A block of data:
+++
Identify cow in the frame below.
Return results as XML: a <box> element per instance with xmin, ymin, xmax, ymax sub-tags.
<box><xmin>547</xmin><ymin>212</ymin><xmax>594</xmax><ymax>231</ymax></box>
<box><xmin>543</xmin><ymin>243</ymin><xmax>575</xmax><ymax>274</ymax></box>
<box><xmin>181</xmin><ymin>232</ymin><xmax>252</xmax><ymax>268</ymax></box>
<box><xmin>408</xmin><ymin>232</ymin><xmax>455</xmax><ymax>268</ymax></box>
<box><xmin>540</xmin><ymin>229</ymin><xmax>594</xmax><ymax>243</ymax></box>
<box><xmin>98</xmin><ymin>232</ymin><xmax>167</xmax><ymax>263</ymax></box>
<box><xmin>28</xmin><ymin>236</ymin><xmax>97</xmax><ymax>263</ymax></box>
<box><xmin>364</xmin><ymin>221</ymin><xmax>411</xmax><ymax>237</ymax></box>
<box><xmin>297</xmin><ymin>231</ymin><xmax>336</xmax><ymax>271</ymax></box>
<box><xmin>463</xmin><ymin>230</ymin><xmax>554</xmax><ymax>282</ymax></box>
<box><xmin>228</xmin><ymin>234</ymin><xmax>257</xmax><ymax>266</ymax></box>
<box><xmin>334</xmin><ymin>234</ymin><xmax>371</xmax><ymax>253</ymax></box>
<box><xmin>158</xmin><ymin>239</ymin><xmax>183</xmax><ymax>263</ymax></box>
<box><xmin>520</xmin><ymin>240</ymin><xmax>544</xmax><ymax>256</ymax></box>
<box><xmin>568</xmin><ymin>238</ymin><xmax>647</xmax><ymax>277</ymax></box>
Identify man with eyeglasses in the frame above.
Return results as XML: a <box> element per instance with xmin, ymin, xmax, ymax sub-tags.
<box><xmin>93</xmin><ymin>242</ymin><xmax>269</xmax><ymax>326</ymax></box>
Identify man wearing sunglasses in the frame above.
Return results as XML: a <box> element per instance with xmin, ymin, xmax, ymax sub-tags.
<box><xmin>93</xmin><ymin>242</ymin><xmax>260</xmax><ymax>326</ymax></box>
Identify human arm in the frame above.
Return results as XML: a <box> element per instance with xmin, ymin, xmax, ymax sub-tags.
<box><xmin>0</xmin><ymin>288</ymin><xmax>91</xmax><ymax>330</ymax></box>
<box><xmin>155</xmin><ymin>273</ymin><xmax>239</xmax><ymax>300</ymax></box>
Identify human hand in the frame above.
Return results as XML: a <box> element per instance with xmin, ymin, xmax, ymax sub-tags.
+++
Required work:
Show every line of the records that contains the word "above", treating uppercase and lowercase as different.

Result of this exercise:
Identify man with eyeglasses in the frame above.
Identify man wearing sunglasses in the frame above.
Identify human arm in the frame above.
Identify human hand in the frame above.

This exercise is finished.